____ DATASET RECORDS

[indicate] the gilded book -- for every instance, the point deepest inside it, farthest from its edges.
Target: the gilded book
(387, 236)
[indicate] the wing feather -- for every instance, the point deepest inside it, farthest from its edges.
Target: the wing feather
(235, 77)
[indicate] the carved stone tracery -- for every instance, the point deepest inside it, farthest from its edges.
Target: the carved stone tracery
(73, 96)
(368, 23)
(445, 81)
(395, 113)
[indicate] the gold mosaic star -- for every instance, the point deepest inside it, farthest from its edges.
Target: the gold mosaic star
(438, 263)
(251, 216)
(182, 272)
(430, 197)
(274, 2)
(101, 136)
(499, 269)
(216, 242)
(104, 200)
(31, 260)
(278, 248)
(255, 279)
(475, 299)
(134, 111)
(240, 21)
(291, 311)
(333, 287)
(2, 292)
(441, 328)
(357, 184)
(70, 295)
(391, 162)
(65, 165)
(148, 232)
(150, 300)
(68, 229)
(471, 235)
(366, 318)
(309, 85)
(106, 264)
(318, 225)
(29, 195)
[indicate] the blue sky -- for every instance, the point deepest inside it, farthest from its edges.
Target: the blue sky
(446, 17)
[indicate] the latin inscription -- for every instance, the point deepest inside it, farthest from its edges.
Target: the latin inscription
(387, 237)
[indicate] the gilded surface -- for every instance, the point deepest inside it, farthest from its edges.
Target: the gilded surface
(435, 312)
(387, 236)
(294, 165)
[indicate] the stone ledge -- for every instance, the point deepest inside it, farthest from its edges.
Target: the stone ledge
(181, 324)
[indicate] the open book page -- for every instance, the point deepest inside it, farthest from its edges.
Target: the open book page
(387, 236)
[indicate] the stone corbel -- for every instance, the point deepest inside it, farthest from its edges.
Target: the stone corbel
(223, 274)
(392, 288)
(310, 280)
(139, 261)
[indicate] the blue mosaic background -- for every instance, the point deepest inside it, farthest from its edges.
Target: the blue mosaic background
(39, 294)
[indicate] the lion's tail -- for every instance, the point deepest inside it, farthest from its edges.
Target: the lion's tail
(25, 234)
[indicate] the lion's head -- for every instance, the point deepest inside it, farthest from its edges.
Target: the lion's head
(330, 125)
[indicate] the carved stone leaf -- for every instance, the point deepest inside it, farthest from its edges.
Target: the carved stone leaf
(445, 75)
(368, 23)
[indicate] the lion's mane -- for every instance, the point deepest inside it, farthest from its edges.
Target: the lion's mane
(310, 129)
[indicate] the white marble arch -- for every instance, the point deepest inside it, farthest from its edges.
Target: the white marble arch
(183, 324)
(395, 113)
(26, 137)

________

Repeat all of the records above word for word, changing nothing.

:: RESULT OF THE EXERCISE ::
[indicate] the gilded book -- for every instance, the point deepest inside it, farthest from its edges.
Target: the gilded book
(387, 236)
[indicate] the wing feather -- for every instance, the point deepest inside it, farthest from its edges.
Target: the wing feather
(235, 77)
[indicate] the carved stone tracery -- for every instance, the point deepest inside it, farthest from its edges.
Target: the carved stone tracery
(73, 96)
(368, 23)
(445, 81)
(395, 113)
[indicate] the gold mosaic star -- for every instance, the point deepest inside it, farthest from its edges.
Target: the gold mosaic star
(438, 263)
(251, 216)
(182, 272)
(430, 197)
(274, 2)
(101, 136)
(499, 269)
(216, 242)
(104, 200)
(31, 260)
(278, 248)
(255, 279)
(475, 299)
(134, 111)
(240, 21)
(291, 311)
(333, 287)
(2, 292)
(441, 328)
(357, 184)
(70, 295)
(391, 162)
(65, 165)
(148, 232)
(150, 300)
(68, 229)
(471, 235)
(366, 318)
(309, 85)
(106, 264)
(318, 225)
(29, 195)
[indicate] the blue sky -- for every instance, the point deepest inside it, farthest from its edges.
Target: the blue sky
(446, 17)
[indicate] the latin inscription -- for every instance, the point deepest inside it, farthest from its edges.
Target: the latin inscription
(387, 237)
[indicate] the gilded surface -- for every instance, the point deepest inside it, farthest from its edges.
Target: the gilded surface
(435, 312)
(387, 236)
(294, 165)
[indicate] the stone ledge -- for every instance, the point deepest inside it, farthest from its edges.
Target: the stone ledge
(181, 324)
[indicate] the open book page -- for every instance, the point deepest inside it, farthest from its edges.
Target: the open book page
(387, 236)
[indicate] the stone corbel -- for every instance, the point deepest inside it, farthest from its edges.
Target: the stone corbel
(223, 274)
(392, 288)
(310, 280)
(139, 261)
[indicate] the blue mosaic background -- for every instance, the point deepest inside it, farthest from its edges.
Target: the blue mosaic background
(39, 294)
[indicate] the lion's tail -- for every instance, the point deepest inside it, farthest from its edges.
Target: the lion's tail
(25, 234)
[indicate] the lion's head -- for every instance, the point deepest inside it, farthest from its edges.
Target: the lion's head
(330, 125)
[indicate] the carved stone leaf -- for every instance, the point deepest inside it, farthest from its edges.
Target: the carved stone leaf
(445, 75)
(368, 23)
[indicate] the lion's mane -- for every instance, the point deepest inside it, farthest from its edges.
Target: the lion's mane
(310, 129)
[indicate] the white marble arch -- for every instance, the point deepest inside it, farthest from its edges.
Target: the white marble arch
(183, 324)
(395, 113)
(26, 137)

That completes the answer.